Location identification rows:
○ ○ ○ ○ ○ ○ ○
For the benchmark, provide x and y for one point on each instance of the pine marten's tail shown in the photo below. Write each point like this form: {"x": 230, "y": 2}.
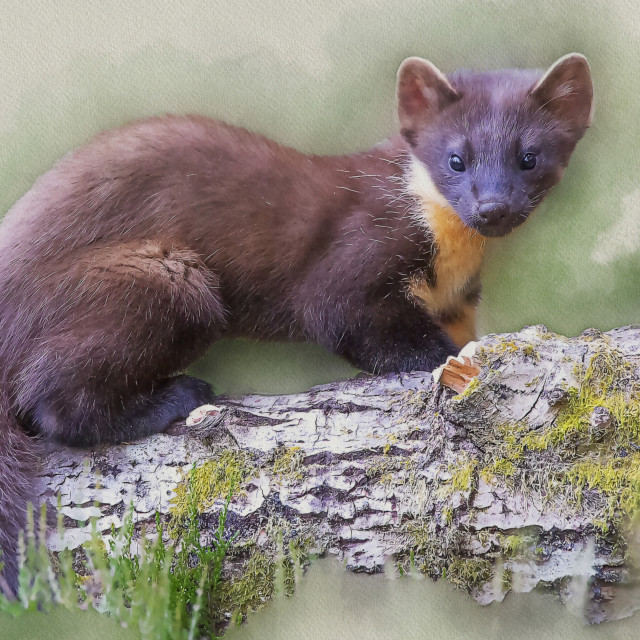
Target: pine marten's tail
{"x": 18, "y": 459}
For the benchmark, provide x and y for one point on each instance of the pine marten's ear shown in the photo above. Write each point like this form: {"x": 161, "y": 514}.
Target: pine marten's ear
{"x": 566, "y": 91}
{"x": 423, "y": 90}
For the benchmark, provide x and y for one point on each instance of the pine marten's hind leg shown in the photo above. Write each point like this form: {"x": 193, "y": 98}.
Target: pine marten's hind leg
{"x": 105, "y": 371}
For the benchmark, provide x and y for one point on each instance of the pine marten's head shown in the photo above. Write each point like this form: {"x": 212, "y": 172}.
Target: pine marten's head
{"x": 493, "y": 143}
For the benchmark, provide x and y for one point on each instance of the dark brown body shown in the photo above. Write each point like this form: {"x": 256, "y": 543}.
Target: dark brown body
{"x": 128, "y": 259}
{"x": 134, "y": 253}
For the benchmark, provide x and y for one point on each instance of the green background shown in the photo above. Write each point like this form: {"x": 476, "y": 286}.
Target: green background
{"x": 320, "y": 76}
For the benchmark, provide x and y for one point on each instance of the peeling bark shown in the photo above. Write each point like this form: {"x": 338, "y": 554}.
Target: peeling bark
{"x": 402, "y": 470}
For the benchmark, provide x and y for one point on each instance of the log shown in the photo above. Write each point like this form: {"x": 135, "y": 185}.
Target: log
{"x": 527, "y": 475}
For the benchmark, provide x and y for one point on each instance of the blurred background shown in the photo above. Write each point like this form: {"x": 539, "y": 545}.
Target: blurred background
{"x": 320, "y": 76}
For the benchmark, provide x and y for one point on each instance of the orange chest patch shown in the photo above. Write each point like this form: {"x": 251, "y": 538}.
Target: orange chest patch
{"x": 459, "y": 249}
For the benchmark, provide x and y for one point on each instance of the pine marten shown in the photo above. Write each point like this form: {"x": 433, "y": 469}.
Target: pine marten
{"x": 134, "y": 253}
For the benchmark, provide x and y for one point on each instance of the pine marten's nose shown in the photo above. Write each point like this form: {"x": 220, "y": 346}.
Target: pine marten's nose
{"x": 492, "y": 212}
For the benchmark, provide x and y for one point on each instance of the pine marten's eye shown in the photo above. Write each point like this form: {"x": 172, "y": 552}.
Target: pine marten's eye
{"x": 528, "y": 161}
{"x": 455, "y": 162}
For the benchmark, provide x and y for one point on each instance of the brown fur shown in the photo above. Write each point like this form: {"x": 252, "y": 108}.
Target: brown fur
{"x": 135, "y": 252}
○ ○ ○ ○ ○ ○ ○
**YOUR OBJECTIVE**
Can you write out every row above word for word, leaving out the picture?

**SOLUTION**
For the benchmark, provide x and y for one point on each instance of the pine marten's tail shown in the photo below. Write each point like this form: {"x": 230, "y": 2}.
Target: pine marten's tail
{"x": 18, "y": 459}
For the benchmark, provide x and y for one point on each instance of the pine marten's ear shown in the photo above. Write each point like this form: {"x": 161, "y": 514}.
Target: pine marten's ear
{"x": 566, "y": 91}
{"x": 423, "y": 90}
For the benchmark, provide x and y for one point on each instance of the pine marten's hind leg shown in the photo above. Write each point like this form: {"x": 193, "y": 98}.
Target: pine marten's hind leg
{"x": 105, "y": 371}
For the benchmark, provide x and y for one point on each instance of the pine marten's head shown in the photo above. Write each point like this form: {"x": 212, "y": 172}.
Target: pine marten's head
{"x": 493, "y": 143}
For the benchmark, provide x and y for one point on each instance of the dark brown body shown in the photo above. Write each point like this form: {"x": 256, "y": 543}.
Target: dark brown body
{"x": 128, "y": 259}
{"x": 134, "y": 253}
For the benchmark, provide x and y for one point on each instance of the green background shown in the photo above. Write each point like this form: {"x": 476, "y": 286}.
Target: green background
{"x": 320, "y": 76}
For the benchmark, provide x and y for one point on each instance of the peeling bark shown in the photo above. Write each point like this form: {"x": 338, "y": 554}.
Target: peeling bark
{"x": 402, "y": 470}
For the benchmark, provide x and y for one point on each instance of the log shown in the photo above. Write each point like this form: {"x": 135, "y": 185}.
Target: log
{"x": 527, "y": 475}
For the benchmark, provide x and y for one point on each instance of the blurred background shown in the photo above. Write each point like this form: {"x": 539, "y": 545}.
Target: blurred background
{"x": 320, "y": 76}
For the benchmark, provide x and y for one point on each instance of the orange chest patch shown in the photo above. Write each point like this form: {"x": 251, "y": 538}.
Target: orange chest patch
{"x": 459, "y": 249}
For the benchmark, provide x and y for one point on each instance of the pine marten shown in the photo above. Write each point like this form: {"x": 433, "y": 469}.
Target: pine marten
{"x": 134, "y": 253}
For the benchmark, provide x and y for one point on each instance of the pine marten's nose shown in the photo above. Write each point like this form: {"x": 220, "y": 346}.
Target: pine marten's nose
{"x": 492, "y": 212}
For the benchmark, provide x and y for one point on each instance of the pine marten's eye shown in the photo above. Write each point like this form: {"x": 172, "y": 552}.
Target: pine marten's eye
{"x": 528, "y": 161}
{"x": 455, "y": 162}
For the benchmark, provide x and y for one point on each instance of the brown fur shown in the photo above. Write each point like this form: {"x": 252, "y": 108}.
Target: brown fur
{"x": 135, "y": 252}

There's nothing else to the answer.